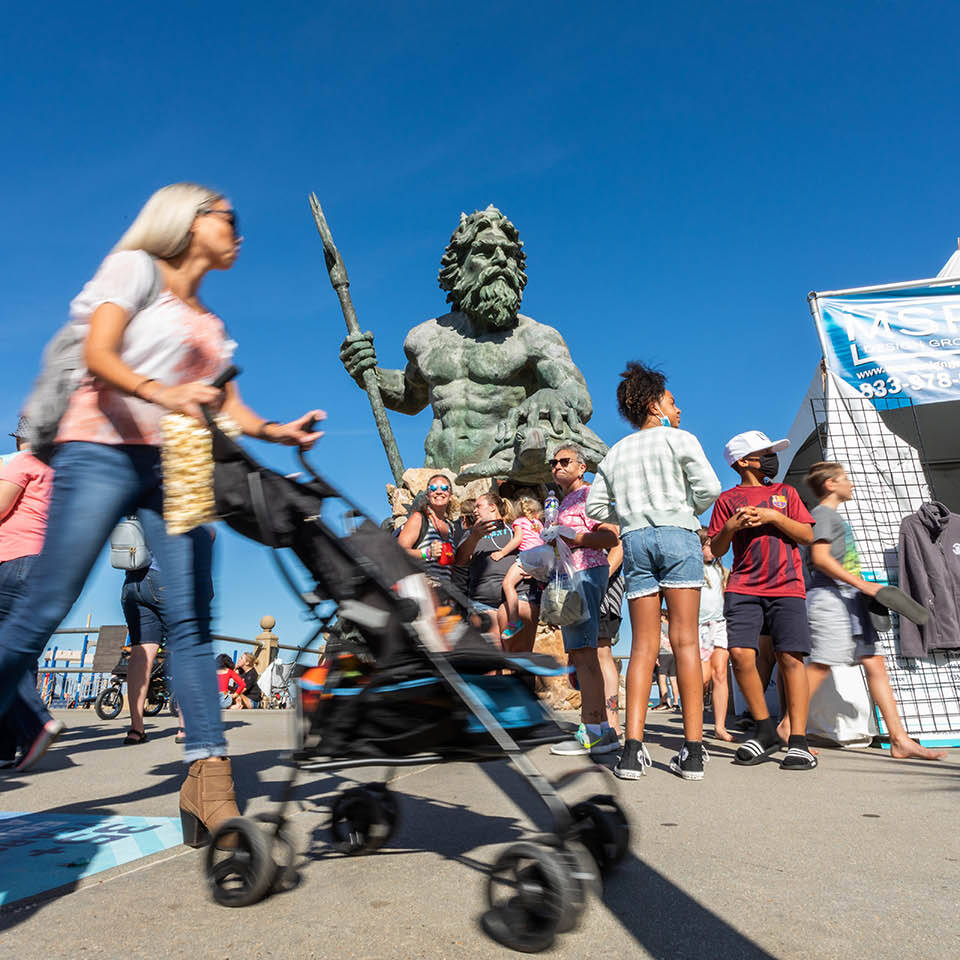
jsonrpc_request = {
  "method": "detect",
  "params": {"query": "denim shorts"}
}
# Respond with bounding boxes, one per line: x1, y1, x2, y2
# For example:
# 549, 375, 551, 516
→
622, 526, 704, 599
561, 564, 609, 652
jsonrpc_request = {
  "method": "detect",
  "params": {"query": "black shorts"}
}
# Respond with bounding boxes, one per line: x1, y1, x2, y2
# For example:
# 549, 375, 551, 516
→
723, 593, 810, 656
516, 578, 543, 608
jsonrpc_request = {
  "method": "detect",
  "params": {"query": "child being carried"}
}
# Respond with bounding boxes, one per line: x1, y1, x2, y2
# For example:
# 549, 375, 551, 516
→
490, 494, 547, 640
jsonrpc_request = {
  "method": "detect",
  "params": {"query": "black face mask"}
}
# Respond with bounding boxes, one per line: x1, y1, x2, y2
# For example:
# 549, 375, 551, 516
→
757, 452, 779, 479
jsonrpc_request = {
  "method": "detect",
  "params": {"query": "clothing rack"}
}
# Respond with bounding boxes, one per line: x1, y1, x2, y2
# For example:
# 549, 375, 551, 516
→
809, 393, 960, 746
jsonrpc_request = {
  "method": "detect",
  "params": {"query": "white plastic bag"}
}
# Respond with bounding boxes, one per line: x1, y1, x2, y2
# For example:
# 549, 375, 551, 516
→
540, 539, 587, 627
516, 544, 557, 582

■ The task:
Copy out every line from the material above where the string "shorts" turns up.

■ Your response:
  "params": {"query": "denim shorts"}
  "params": {"query": "black shorts"}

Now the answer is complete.